* _Task prompt_:
Each entry must be printed again without a single change.

* _Records for the task_:
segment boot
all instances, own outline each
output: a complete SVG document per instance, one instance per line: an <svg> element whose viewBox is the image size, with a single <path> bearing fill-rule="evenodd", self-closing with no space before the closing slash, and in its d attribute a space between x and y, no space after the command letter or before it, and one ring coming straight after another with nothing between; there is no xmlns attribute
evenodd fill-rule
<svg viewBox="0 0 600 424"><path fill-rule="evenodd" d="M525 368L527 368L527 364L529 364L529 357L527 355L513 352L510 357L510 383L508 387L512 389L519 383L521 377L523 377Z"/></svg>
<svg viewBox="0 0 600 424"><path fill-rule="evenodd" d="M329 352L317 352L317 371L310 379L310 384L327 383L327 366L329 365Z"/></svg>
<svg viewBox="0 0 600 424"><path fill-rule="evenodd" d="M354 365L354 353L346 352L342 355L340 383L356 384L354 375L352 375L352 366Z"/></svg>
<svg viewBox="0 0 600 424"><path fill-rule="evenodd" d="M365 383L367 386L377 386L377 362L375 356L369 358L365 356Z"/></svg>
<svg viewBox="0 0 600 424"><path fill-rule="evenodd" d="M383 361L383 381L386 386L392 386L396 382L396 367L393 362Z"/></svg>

* _Finished exercise_:
segment boot
all instances, own outline each
output: a complete SVG document per instance, one instance per line: an <svg> element whose viewBox is the image size, with a single <path> bearing fill-rule="evenodd", self-closing with no space before the closing slash, and in its d attribute a space between x and y, no space after the command letter or before it, and one ring coming straight after another with nothing between; there is no xmlns attribute
evenodd fill-rule
<svg viewBox="0 0 600 424"><path fill-rule="evenodd" d="M525 368L527 368L527 364L529 364L529 357L527 355L513 352L510 357L510 383L508 387L512 389L519 383L521 377L523 377Z"/></svg>
<svg viewBox="0 0 600 424"><path fill-rule="evenodd" d="M329 352L317 352L317 371L310 379L310 384L327 383L327 366L329 365Z"/></svg>
<svg viewBox="0 0 600 424"><path fill-rule="evenodd" d="M354 365L354 353L346 352L342 355L340 383L356 384L354 375L352 375L352 366Z"/></svg>
<svg viewBox="0 0 600 424"><path fill-rule="evenodd" d="M365 383L367 386L377 386L377 362L375 356L369 358L365 356Z"/></svg>
<svg viewBox="0 0 600 424"><path fill-rule="evenodd" d="M383 361L383 381L386 386L392 386L396 382L396 367L393 362Z"/></svg>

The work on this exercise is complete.